§ TEXT:
──────────────────────────────

Pascal, along with at least 200 others from Rwamutonga, a rural village in Western Uganda, has been homeless for almost a year, displaced with nothing but the clothing on their backs. They are now living on a hill overlooking their former home — which is now destroyed, the land fenced off and patrolled by private security.

Early one morning last August, without warning, the small village outside Hoima was rocked awake. Former residents say the police, led by Ambrose Mwesigye, the Hoima Deputy Resident District Commissioner, stormed the village in a rain of bullets and teargas. Pascal says she and her family fled as children cried and plumes of smoke erupted from burning homes. The residents — three generations of tea plantation workers and farmers — had been evicted by a man who lived among them for decades. (Commissioner Mwesigye did not reply to requests for comment.)
The violent clash was instigated by Joshua Tibagwa, whose family, according to area Local Council Chairperson Aloysius Onzima, was given a parcel of land like everyone else in the community when an influx of people arrived to work on nearby tea and cotton plantations in the 1970s. Tibagwa’s fight for total landownership here has taken nearly three decades. “He became greedy, sorry to say it, but that’s how it is,” Onzima says. Following a long court battle, Tibagwa was awarded the land title in August 2014 after receiving money to acquire it from the Texas-based company McAlester Energy Limited. Shortly after, Tibagwa formally accused his village of illegally squatting on his land, thus giving him grounds for forcibly evicting them.
Rwamutonga, nestled in the lush green rolling hills of Hoima District, brims with small farms and nationally prized tea plantations connected by winding red dirt roads and footpaths. Approaching the tents of the internally displaced peoples camp where former residents of Rwamutonga now stay, one could easily mistake them for haystacks dotting the countryside. Upon reaching the settlement the situation has none of the peacefulness of gentle hills, and there are no haystacks.
It is hard to imagine what normal life looked like just a year ago. The scant parcel of land, offered to the displaced residents by a neighboring community, is congested and dirty. Families sleep next to fresh graves, illness is rampant, and at least one child has died from malnutrition. Injury and rape in the wake of the eviction are still open wounds for many people. One couple was even burned to death. In addition to the burning of homes, Onzima says, crops were destroyed, making food scarce. He added that some residents who tried to sneak back to their homes for food were detained, physically assaulted and, in one case, raped.
“The eviction has left a pain in my heart. I came here with so many worries,” says Pascal, whose husband was tear-gassed so badly that almost a year later he has still not regained his eyesight. “I am now the sole provider and there is no comfort in that.”
How does such violence go unchecked? The residents of Rwamutonga — a town so small that it can’t be found on Google Maps — are embroiled in a battle much bigger than their village.
Hoima District is situated within the Albertine Rift, an African region unparalleled in its wealth of natural resources and biodiversity. It is also one of the most densely populated regions in Africa. The rift, which stretches through Uganda, Rwanda, Tanzania, Burundi and the Democratic Republic of Congo (DRC), has been rife with decades of conflict. Large populations and high levels of poverty, conflict and biodiversity have made both conservation and peace challenging.
The frenzy by developers for natural resources such as crude oil, gold and timber, too often leave people here powerless when protecting the land they live on. In 2006 the race reached Uganda, specifically around Lake Albert outside Hoima, where the dollar-value of oil reserves is estimated to be in the billions.

──────────────────────────────

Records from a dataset

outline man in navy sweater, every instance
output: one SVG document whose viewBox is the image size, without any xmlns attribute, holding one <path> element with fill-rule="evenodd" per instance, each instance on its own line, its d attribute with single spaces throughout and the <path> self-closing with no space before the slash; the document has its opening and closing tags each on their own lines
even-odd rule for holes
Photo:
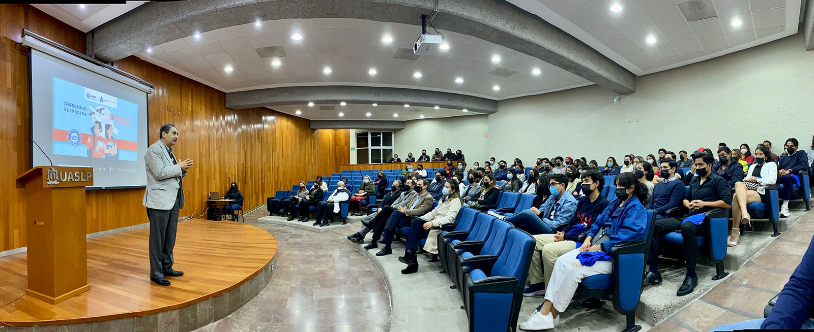
<svg viewBox="0 0 814 332">
<path fill-rule="evenodd" d="M 782 205 L 780 207 L 780 216 L 784 218 L 790 217 L 789 213 L 789 200 L 791 199 L 791 185 L 801 183 L 797 178 L 800 170 L 808 170 L 808 154 L 805 151 L 797 149 L 799 142 L 796 138 L 786 140 L 786 153 L 780 157 L 780 163 L 777 165 L 777 184 L 782 184 L 783 188 L 779 190 L 780 200 Z"/>
<path fill-rule="evenodd" d="M 737 330 L 812 330 L 814 321 L 811 310 L 814 304 L 814 239 L 808 244 L 808 249 L 803 261 L 794 269 L 789 282 L 783 287 L 772 313 L 765 319 L 755 319 L 722 325 L 711 331 L 731 331 Z"/>
<path fill-rule="evenodd" d="M 684 183 L 676 176 L 678 163 L 672 159 L 662 159 L 661 175 L 663 179 L 653 188 L 653 197 L 645 209 L 652 209 L 656 213 L 656 219 L 667 217 L 667 211 L 670 209 L 681 206 L 687 188 Z"/>
</svg>

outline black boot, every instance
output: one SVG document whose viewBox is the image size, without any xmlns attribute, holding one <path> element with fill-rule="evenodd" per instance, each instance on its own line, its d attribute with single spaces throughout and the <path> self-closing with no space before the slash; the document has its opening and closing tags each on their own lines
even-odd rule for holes
<svg viewBox="0 0 814 332">
<path fill-rule="evenodd" d="M 413 265 L 413 262 L 415 261 L 415 250 L 414 249 L 405 250 L 405 256 L 399 257 L 399 261 L 405 263 L 408 265 Z"/>
</svg>

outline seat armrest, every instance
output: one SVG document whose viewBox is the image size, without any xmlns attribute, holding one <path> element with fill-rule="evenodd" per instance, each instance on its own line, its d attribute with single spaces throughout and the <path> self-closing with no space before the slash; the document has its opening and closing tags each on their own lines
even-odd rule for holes
<svg viewBox="0 0 814 332">
<path fill-rule="evenodd" d="M 461 260 L 461 266 L 470 266 L 475 269 L 492 269 L 497 261 L 497 255 L 477 255 Z"/>
<path fill-rule="evenodd" d="M 616 256 L 625 253 L 641 253 L 647 250 L 647 241 L 638 240 L 632 242 L 625 242 L 624 244 L 617 244 L 610 248 L 610 255 Z"/>
<path fill-rule="evenodd" d="M 457 223 L 441 225 L 441 231 L 453 231 L 457 227 Z"/>
<path fill-rule="evenodd" d="M 453 249 L 466 250 L 470 252 L 480 252 L 486 241 L 461 241 L 453 246 Z"/>
<path fill-rule="evenodd" d="M 483 291 L 487 293 L 514 293 L 517 290 L 517 278 L 510 275 L 498 275 L 486 277 L 472 281 L 471 274 L 466 279 L 471 281 L 468 286 L 470 291 Z"/>
<path fill-rule="evenodd" d="M 704 218 L 705 219 L 709 220 L 709 219 L 711 219 L 711 218 L 729 218 L 729 209 L 715 208 L 715 209 L 711 209 L 711 210 L 707 211 L 707 212 L 704 213 Z"/>
<path fill-rule="evenodd" d="M 444 234 L 442 237 L 444 239 L 463 240 L 464 239 L 466 239 L 466 236 L 469 236 L 469 231 L 453 231 Z"/>
</svg>

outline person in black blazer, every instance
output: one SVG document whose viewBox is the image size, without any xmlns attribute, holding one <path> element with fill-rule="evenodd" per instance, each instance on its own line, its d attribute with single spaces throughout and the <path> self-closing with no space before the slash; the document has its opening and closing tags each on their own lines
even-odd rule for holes
<svg viewBox="0 0 814 332">
<path fill-rule="evenodd" d="M 308 222 L 309 207 L 317 207 L 317 205 L 322 200 L 323 196 L 325 196 L 325 192 L 322 191 L 319 184 L 314 183 L 313 187 L 311 188 L 308 195 L 305 196 L 305 199 L 300 203 L 300 218 L 298 221 L 302 222 Z M 294 210 L 294 205 L 291 205 L 291 209 L 288 212 L 291 212 L 292 216 L 296 213 Z"/>
</svg>

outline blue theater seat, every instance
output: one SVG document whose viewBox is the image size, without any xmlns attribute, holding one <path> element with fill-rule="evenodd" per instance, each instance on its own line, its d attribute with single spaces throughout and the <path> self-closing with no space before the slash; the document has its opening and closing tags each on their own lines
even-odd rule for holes
<svg viewBox="0 0 814 332">
<path fill-rule="evenodd" d="M 688 189 L 689 190 L 689 189 Z M 724 271 L 724 257 L 726 256 L 727 231 L 729 228 L 729 210 L 731 209 L 712 209 L 704 213 L 704 222 L 701 226 L 705 231 L 698 235 L 698 247 L 701 252 L 705 249 L 710 261 L 716 265 L 716 275 L 712 280 L 718 280 L 729 274 Z M 664 245 L 684 247 L 684 238 L 681 233 L 673 231 L 664 235 Z M 666 248 L 666 247 L 665 247 Z M 654 254 L 656 254 L 654 252 Z"/>
<path fill-rule="evenodd" d="M 490 209 L 489 211 L 502 213 L 514 212 L 520 202 L 519 192 L 504 192 L 500 197 L 500 200 L 497 200 L 497 206 L 495 209 Z"/>
<path fill-rule="evenodd" d="M 463 284 L 470 331 L 515 330 L 535 244 L 528 233 L 513 228 L 499 256 L 474 256 L 464 263 L 472 269 Z"/>
<path fill-rule="evenodd" d="M 772 222 L 774 233 L 772 236 L 777 236 L 777 222 L 780 221 L 780 200 L 777 193 L 777 185 L 772 184 L 766 188 L 766 195 L 764 195 L 763 201 L 750 203 L 746 205 L 746 211 L 752 219 L 768 219 Z"/>
<path fill-rule="evenodd" d="M 489 232 L 492 231 L 492 225 L 495 223 L 495 220 L 497 219 L 487 213 L 480 213 L 478 214 L 478 218 L 475 219 L 475 226 L 471 231 L 451 231 L 444 235 L 443 238 L 446 239 L 444 244 L 446 247 L 444 248 L 446 257 L 441 257 L 439 256 L 439 259 L 442 262 L 441 268 L 444 271 L 447 271 L 450 279 L 453 281 L 457 280 L 457 269 L 455 268 L 455 265 L 457 264 L 457 254 L 455 252 L 455 244 L 464 241 L 470 243 L 472 243 L 472 241 L 485 242 L 487 236 L 489 235 Z M 441 244 L 439 244 L 439 245 L 441 245 Z"/>
<path fill-rule="evenodd" d="M 517 207 L 514 208 L 514 212 L 503 213 L 498 210 L 497 213 L 502 214 L 503 216 L 505 216 L 505 218 L 509 218 L 514 215 L 515 213 L 519 213 L 521 211 L 524 209 L 531 209 L 532 204 L 533 203 L 534 203 L 534 195 L 523 194 L 520 195 L 520 201 L 518 202 Z"/>
<path fill-rule="evenodd" d="M 294 192 L 296 194 L 296 192 Z M 278 190 L 274 192 L 274 197 L 268 197 L 265 199 L 265 208 L 269 211 L 269 215 L 273 215 L 275 212 L 279 213 L 280 209 L 282 209 L 282 200 L 286 199 L 288 195 L 288 192 L 285 190 Z"/>
<path fill-rule="evenodd" d="M 499 256 L 501 252 L 503 251 L 503 246 L 505 244 L 509 230 L 512 228 L 514 228 L 514 226 L 509 222 L 495 220 L 492 226 L 492 231 L 489 232 L 485 241 L 463 241 L 455 244 L 453 246 L 453 251 L 452 253 L 457 257 L 457 261 L 455 266 L 450 266 L 450 269 L 454 268 L 456 269 L 456 278 L 453 279 L 455 284 L 450 286 L 449 288 L 460 288 L 462 292 L 464 291 L 463 283 L 466 282 L 466 274 L 471 271 L 471 269 L 468 266 L 464 266 L 464 262 L 475 256 L 482 257 L 485 256 L 497 257 Z M 466 294 L 462 294 L 466 298 Z"/>
<path fill-rule="evenodd" d="M 653 223 L 655 222 L 655 213 L 651 209 L 646 211 L 648 218 L 645 230 L 646 239 L 614 246 L 610 249 L 613 273 L 585 278 L 578 288 L 578 291 L 589 296 L 612 301 L 614 308 L 627 317 L 624 332 L 641 330 L 641 326 L 636 325 L 636 307 L 641 295 L 641 279 L 645 275 L 650 240 L 654 228 Z"/>
</svg>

──────────────────────────────

Repeat the Rwamutonga eviction article word for word, everything from "Rwamutonga, nestled in" down to "are no haystacks.".

§ THE COMPLETED TASK:
Rwamutonga, nestled in the lush green rolling hills of Hoima District, brims with small farms and nationally prized tea plantations connected by winding red dirt roads and footpaths. Approaching the tents of the internally displaced peoples camp where former residents of Rwamutonga now stay, one could easily mistake them for haystacks dotting the countryside. Upon reaching the settlement the situation has none of the peacefulness of gentle hills, and there are no haystacks.